§ GIVEN PASSAGE
Research
Research
Published papers:
Nd. “Cheap Talk Diplomacy, Voluntary Negotiations, and Variable Bargaining Power.” forthcoming, International Studies Quarterly.
Abstract: It is well known that during a crisis unitary rational states have an incentive to misrepresent their true resolve and willingness to go to war. This theoretical result has been taken to imply that diplomacy, interpreted as pre-bargaining communication, can have no effect on the way crises play out. This paper shows an intuitive way that diplomatic cheap talk can matter in a single crisis between countries, especially when the bargaining game has multiple equilibria. In particular, if after ``diplomacy'' states can choose to either fight a war directly or bargain in hopes of reaching a peaceful settlement, then it is possible to find an equilibrium where diplomacy influence whether there is war or peace. Importantly the cheap talk diplomacy does three things the standard model says it cannot: it coordinates actions, it reveals information, and it changes the ex ante probability of war. This result demonstrates an easy way of reconciling the discrepancy between the obvious empirical observation that diplomacy often does influence the path of a crisis and the rationalist model of war.
2011. "Revisiting the Resource Curse: Natural Disasters, the Price of Oil, and Democracy." International Organization.
Abstract: Fluctuations in the price of oil and the contemporaneous political changes in oil countries have raised an important question about the link between oil rents, political institutions, and civil liberties. This paper presents a simple model of the relationship between resource income and political freedom and, using an instrumental variables approach, estimates the causal effect of shocks to oil revenues on levels of democracy. Using a new data set, multiple measures of democracy, and various specifications, we find that the effect of oil price shocks is larger than might be expected and on the order of the effects found from changes in Gross Domestic Product.
2011. "Uncertainty and Incentives in Crisis Bargaining: Game-Free Analysis of International Conflict." (with Mark Fey) American Journal of Political Science.
Abstract: We study two different varieties of uncertainty that countries can face in international crises and establish general results about the relationship between these sources of uncertainty and the possibility of peaceful resolution of conflict. Among our results, we show that under some weak conditions, there is no equilibrium of any crisis bargaining game that has voluntary agreements and zero probability of costly war. We also show that while uncertainty about the other side's cost of war may be relatively benign in peace negotiations, uncertainty about the other side's strength in war makes it much more difficult to guarantee peaceful outcomes. Along the way, we are able to asses the degree to which particular modeling assumptions found in the existing literature drive the well known relationship between uncertainty, the incentive to misrepresent, and costly war. We find that while the theoretical connection between war and uncertainty is quite robust to relaxing many modeling assumptions, whether uncertainty is about costs or the probability of victory remains important.
2010. “When is Shuttle Diplomacy Worth the Commute? Information Sharing through Mediation.” (with Mark Fey), World Politics.

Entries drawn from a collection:

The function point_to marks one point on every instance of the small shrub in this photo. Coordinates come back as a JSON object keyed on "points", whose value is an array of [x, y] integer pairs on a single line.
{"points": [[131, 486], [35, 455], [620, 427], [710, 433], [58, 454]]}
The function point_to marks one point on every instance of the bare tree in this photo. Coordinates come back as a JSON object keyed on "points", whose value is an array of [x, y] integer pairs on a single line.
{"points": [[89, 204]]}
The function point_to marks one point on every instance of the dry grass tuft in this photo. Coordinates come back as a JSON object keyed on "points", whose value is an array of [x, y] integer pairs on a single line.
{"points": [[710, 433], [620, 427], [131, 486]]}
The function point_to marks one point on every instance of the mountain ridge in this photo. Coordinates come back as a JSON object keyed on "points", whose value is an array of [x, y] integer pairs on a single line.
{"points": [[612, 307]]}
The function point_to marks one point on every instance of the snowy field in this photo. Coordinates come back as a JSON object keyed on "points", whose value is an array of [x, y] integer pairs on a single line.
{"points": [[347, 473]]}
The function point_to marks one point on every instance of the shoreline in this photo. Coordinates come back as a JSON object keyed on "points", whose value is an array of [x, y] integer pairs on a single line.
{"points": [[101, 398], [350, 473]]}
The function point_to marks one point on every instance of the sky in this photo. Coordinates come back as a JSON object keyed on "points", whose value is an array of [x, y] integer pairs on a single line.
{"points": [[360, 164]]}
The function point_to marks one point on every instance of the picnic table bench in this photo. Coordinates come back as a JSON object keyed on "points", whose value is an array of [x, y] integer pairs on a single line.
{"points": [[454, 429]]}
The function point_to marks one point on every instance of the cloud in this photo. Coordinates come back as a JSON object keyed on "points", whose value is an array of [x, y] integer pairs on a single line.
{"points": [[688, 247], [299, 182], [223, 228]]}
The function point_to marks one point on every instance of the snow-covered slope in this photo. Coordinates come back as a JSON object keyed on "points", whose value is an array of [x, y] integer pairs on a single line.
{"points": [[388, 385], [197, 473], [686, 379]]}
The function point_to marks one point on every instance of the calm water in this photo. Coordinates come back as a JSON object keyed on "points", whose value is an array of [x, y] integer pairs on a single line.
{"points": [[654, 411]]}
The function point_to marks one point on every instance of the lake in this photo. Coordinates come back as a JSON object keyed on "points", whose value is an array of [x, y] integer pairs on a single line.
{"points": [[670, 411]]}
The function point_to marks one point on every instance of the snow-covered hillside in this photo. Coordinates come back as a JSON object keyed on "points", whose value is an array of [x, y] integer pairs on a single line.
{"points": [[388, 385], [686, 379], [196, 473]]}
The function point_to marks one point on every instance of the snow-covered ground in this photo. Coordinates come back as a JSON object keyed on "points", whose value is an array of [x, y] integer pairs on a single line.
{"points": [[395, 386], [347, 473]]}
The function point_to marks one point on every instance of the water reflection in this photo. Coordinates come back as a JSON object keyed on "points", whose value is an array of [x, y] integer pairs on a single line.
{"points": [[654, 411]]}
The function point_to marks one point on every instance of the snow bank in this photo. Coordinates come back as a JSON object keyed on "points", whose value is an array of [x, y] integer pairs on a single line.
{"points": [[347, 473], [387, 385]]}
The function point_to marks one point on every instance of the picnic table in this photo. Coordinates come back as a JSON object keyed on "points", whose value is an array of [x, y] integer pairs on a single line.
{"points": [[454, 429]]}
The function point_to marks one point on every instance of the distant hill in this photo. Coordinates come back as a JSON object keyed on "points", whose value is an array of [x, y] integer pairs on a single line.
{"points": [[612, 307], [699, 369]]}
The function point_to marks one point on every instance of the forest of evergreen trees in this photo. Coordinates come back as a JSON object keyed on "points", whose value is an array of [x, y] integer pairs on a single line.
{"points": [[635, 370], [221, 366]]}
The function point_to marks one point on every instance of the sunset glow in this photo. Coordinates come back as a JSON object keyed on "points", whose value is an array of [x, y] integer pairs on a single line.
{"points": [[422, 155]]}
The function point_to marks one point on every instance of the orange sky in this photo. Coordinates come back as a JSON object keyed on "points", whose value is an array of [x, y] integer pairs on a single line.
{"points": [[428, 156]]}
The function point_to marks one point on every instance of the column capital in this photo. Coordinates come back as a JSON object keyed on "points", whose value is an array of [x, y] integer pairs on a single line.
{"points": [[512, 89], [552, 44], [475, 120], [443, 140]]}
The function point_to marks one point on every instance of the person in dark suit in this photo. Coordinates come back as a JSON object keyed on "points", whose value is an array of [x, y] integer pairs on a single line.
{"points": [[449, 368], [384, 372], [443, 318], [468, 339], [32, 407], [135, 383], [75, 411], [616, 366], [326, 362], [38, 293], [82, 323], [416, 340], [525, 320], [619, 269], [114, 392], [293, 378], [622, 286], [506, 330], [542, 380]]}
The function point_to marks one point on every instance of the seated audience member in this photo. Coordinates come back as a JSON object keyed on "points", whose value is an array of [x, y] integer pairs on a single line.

§ TASK INSTRUCTIONS
(a) Condense the abstract in the research listing that opens with "Fluctuations in the price of oil" into a short bulleted list that keeps its main points.
(b) Print part of the research listing word for word, beginning at the words "Abstract: Fluctuations in" and stopping after "Gross Domestic Product.".

§ RESPONSES FOR EACH TASK
(a)
- Swings in oil prices and the political changes that came with them in oil countries raise the question of how oil rents relate to political institutions and civil liberties.
- The paper offers a simple model of the link between resource income and political freedom.
- It uses an instrumental variables approach to estimate the causal effect of oil revenue shocks on levels of democracy.
- Drawing on a new data set, multiple measures of democracy, and various specifications, it finds that oil price shocks have a larger effect than might be expected, comparable to the effects of changes in Gross Domestic Product.

(b)
Abstract: Fluctuations in the price of oil and the contemporaneous political changes in oil countries have raised an important question about the link between oil rents, political institutions, and civil liberties. This paper presents a simple model of the relationship between resource income and political freedom and, using an instrumental variables approach, estimates the causal effect of shocks to oil revenues on levels of democracy. Using a new data set, multiple measures of democracy, and various specifications, we find that the effect of oil price shocks is larger than might be expected and on the order of the effects found from changes in Gross Domestic Product.